■ SET EXERCISE A
Count how many rows below contain the word "every", with case counting. Reply with the number only.

■ DOCUMENT TEXT
━━━━━━━━━━━━━━━━

Alfred Henry Lionel Leach, C.J.
1. The suit which has given rise to this appeal was filed by the appellant under Section 73(2) of the Civil Procedure Code. The suit was dismissed by the Subordinate Judge on the ground that the claims of the contesting defendants for rateable distribution were not barred by the law of limitation as the plaintiff had contended The plaintiff says that the Subordinate Judge here erred and should have granted the decree sought. The question is one of considerable importance and there are no reported decisions which are directly in point, although there are authorities which have bearing.
2. In O.S. No. 34 of 1932 in the Court of the Subordinate Judge of Devakottai, the plaintiff obtained a decree against the estate of one P.L.T.A.R. Arunachalam Chettiar for the payment of the sum of Rs. 7,810-8-4. Arunachalam Chettiar was joint with his son, who was sued as the legal representative of his father. On the 20th October, 1932, another creditor of the estate, Ramaswami Chettiar, filed O.S. No. 397 of 1932 in the Court of the District Munsiff of Devakottai for the administration of the estate of P.L.T.A.R. Arunachalam Chettiar. Several creditors were impleaded as defendants. The plaintiff was the 22nd defendant, and the first, second and third defendants in the present suit were made the fifth, sixth and sixteenth defendants respectively. All these defendants had obtained decrees against the estate of Arunachalam, The plaintiff and the first, second and third defendants contended that a suit for the administration of the estate of Arunachalam did not lie, because he had left no separate property and his son had obtained an absolute interest in the joint family property by survivorship. This contention was rejected by the District Munsiff, who on the 28th April, 1934, passed a preliminary decree for administration. His decision was upheld by the Subordinate Judge on first appeal and by this Court on second appeal. In a further appeal under clause 15 of the Letters Patent, the contention was, however, accepted and consequently, on the 10th April, 1939, the District Munsiff passed a formal decree dismissing the suit.

━━━━━━━━━━━━━━━━

■ SET EXERCISE B
According to the judgment, on what date did the District Munsiff pass the formal decree dismissing the administration suit?

■ ITEMS
━━━━━━━━━━━━━━━━

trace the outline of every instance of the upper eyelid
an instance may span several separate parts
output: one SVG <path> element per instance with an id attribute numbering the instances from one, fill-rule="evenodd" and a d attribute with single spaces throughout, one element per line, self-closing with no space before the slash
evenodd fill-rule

━━━━━━━━━━━━━━━━

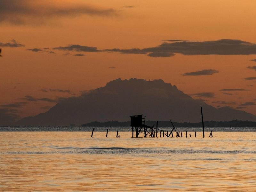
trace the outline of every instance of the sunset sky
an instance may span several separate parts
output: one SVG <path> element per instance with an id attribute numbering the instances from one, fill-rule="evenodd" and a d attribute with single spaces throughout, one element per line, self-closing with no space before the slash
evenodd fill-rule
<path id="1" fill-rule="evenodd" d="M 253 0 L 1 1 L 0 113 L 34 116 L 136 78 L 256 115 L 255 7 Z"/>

━━━━━━━━━━━━━━━━

■ FULL OUTPUT A
2

■ FULL OUTPUT B
On the 10th April, 1939.